▶ _Task goal_
Repeat the records. Match each character exactly.

▶ _Source information_

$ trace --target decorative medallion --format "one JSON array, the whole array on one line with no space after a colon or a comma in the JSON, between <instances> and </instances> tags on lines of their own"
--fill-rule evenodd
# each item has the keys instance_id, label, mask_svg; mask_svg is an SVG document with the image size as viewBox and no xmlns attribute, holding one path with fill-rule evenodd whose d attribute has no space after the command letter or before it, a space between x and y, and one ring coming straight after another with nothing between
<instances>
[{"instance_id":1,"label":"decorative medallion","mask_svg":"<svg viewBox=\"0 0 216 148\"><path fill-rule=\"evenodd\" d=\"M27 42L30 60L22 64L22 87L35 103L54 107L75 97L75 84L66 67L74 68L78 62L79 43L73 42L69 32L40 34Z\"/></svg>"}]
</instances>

▶ _Answer to the exercise_
$ trace --target decorative medallion --format "one JSON array, the whole array on one line with no space after a colon or a comma in the JSON, between <instances> and </instances> tags on lines of their own"
--fill-rule evenodd
# each item has the keys instance_id, label, mask_svg; mask_svg is an SVG document with the image size as viewBox and no xmlns attribute, holding one path with fill-rule evenodd whose d attribute has no space after the command letter or before it, a space between x and y, and one ring coming straight after another with nothing between
<instances>
[{"instance_id":1,"label":"decorative medallion","mask_svg":"<svg viewBox=\"0 0 216 148\"><path fill-rule=\"evenodd\" d=\"M27 42L30 60L22 64L22 87L35 103L54 107L75 97L75 84L66 67L74 68L78 62L79 43L73 42L69 32L40 34Z\"/></svg>"}]
</instances>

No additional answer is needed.